== MATERIAL FOR THE TASK
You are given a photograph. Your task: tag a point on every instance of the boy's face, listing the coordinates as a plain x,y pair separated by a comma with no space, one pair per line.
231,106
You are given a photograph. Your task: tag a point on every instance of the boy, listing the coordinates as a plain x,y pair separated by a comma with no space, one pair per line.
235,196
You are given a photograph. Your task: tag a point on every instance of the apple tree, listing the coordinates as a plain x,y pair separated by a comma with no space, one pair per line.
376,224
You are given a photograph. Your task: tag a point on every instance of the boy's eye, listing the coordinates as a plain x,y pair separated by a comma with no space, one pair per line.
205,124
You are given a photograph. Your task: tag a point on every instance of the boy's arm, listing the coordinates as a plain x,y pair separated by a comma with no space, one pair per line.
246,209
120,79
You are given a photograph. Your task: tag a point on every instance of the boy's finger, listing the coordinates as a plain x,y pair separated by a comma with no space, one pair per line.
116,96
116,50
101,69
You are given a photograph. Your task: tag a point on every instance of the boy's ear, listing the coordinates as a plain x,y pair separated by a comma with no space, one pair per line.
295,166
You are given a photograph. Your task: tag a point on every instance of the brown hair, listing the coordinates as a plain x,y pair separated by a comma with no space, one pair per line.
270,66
====
== MATERIAL FOR THE TASK
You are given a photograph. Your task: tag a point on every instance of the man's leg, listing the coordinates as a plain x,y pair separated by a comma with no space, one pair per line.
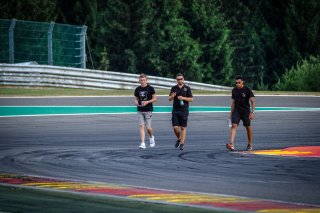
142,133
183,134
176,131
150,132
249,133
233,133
====
◆ WORK REQUIRED:
Pick out each line in the material above that contains the word "face" and copy those lines in full.

◆ EXERCISE RESPONSE:
You are given a photograph. Your task: tag a point on every instance of the boy's face, listing the coordinates as a plain x,y pair separated by a comma with no space, one pair per line.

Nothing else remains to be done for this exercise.